> REQUIRED ACTION
Across the material below, say how many lines contain the string "floor", and add no other words.

Start of Block

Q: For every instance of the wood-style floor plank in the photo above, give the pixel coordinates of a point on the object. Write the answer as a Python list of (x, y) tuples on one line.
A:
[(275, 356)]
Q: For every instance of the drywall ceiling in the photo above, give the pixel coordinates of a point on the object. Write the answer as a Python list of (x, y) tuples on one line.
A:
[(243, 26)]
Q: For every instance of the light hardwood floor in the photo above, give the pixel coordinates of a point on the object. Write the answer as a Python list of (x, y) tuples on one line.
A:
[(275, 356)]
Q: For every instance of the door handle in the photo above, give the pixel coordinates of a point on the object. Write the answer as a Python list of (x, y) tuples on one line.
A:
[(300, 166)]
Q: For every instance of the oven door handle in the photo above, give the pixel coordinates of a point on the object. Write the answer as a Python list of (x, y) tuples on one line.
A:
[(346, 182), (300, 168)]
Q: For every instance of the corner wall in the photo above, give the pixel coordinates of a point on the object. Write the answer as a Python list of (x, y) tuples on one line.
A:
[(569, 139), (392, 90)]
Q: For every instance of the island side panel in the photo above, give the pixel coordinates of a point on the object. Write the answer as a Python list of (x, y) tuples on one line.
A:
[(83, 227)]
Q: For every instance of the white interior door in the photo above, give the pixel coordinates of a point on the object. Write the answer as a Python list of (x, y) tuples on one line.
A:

End of Block

> RESULT OF THE EXERCISE
2